**Required task:**
Convert every line of the material into a Markdown table with two columns, Row and Line, putting a row number in the first and the line's text in the second. Leave out any blank lines.

## BEGIN Material for this task

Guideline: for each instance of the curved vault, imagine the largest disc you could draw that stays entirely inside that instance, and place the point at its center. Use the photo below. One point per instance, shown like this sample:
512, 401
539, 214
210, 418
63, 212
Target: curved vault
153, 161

## END Material for this task

**Solution for this task:**
| Row | Line |
|---|---|
| 1 | Guideline: for each instance of the curved vault, imagine the largest disc you could draw that stays entirely inside that instance, and place the point at its center. Use the photo below. One point per instance, shown like this sample: |
| 2 | 512, 401 |
| 3 | 539, 214 |
| 4 | 210, 418 |
| 5 | 63, 212 |
| 6 | Target: curved vault |
| 7 | 153, 161 |